> **EXERCISE MATERIALS**:
◆ ◆ ◆ ◆

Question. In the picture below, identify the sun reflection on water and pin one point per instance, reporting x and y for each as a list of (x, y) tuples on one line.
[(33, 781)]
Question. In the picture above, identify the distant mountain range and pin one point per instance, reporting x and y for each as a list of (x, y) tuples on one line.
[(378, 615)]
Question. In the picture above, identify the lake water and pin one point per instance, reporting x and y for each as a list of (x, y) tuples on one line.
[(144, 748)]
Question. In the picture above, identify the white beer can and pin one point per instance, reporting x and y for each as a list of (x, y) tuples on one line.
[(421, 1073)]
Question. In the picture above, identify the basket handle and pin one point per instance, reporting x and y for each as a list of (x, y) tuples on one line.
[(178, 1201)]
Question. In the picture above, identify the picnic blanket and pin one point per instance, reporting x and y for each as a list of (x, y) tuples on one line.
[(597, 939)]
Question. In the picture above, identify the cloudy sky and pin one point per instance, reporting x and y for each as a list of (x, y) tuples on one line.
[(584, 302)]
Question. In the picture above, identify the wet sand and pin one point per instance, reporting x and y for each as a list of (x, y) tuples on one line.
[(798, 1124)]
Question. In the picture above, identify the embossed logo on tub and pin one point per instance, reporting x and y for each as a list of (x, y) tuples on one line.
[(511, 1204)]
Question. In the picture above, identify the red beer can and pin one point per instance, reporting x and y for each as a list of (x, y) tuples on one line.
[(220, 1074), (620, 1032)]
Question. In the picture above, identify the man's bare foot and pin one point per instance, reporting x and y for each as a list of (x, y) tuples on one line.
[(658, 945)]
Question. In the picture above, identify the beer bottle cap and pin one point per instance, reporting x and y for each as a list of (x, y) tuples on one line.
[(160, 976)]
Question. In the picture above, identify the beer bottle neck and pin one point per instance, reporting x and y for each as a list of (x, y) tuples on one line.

◆ ◆ ◆ ◆

> **YOUR INSTRUCTIONS**:
Repeat back the data above, exact to the last character.

> **TASK OUTPUT**:
Question. In the picture below, identify the sun reflection on water and pin one point per instance, reporting x and y for each as a list of (x, y) tuples on one line.
[(33, 781)]
Question. In the picture above, identify the distant mountain range and pin one point per instance, reporting x and y for each as a list of (x, y) tuples on one line.
[(378, 615)]
Question. In the picture above, identify the lake water and pin one point per instance, reporting x and y for each as a list of (x, y) tuples on one line.
[(144, 748)]
Question. In the picture above, identify the white beer can and pin one point per instance, reporting x and y for each as a list of (x, y) tuples on one line.
[(421, 1073)]
Question. In the picture above, identify the basket handle and pin one point per instance, reporting x and y for each as a list of (x, y) tuples on one line.
[(178, 1201)]
Question. In the picture above, identify the picnic blanket and pin one point per instance, reporting x and y for each as a list of (x, y) tuples on one line.
[(597, 939)]
Question. In the picture above, identify the cloudy sky and pin one point per instance, reporting x and y for each as a list of (x, y) tuples on one line.
[(584, 302)]
Question. In the picture above, identify the wet sand and pin one point per instance, reporting x and y for each as a list of (x, y) tuples on one line.
[(798, 1124)]
Question. In the picture above, identify the embossed logo on tub and pin one point per instance, reporting x and y for each as a list of (x, y) tuples on one line.
[(511, 1204)]
Question. In the picture above, identify the red beer can and pin one point per instance, reporting x and y for each as a list of (x, y) tuples on one line.
[(220, 1074), (620, 1032)]
Question. In the picture above, identify the man's bare foot and pin one point per instance, reporting x and y for each as a list of (x, y) tuples on one line.
[(658, 945)]
Question. In the picture above, identify the beer bottle cap and pin one point per instance, reporting x and y for each as a list of (x, y) tuples on one line.
[(160, 976)]
Question. In the picture above, identify the beer bottle neck and pin one point per instance, reporting x and y for each as a list of (x, y) tuples on one line.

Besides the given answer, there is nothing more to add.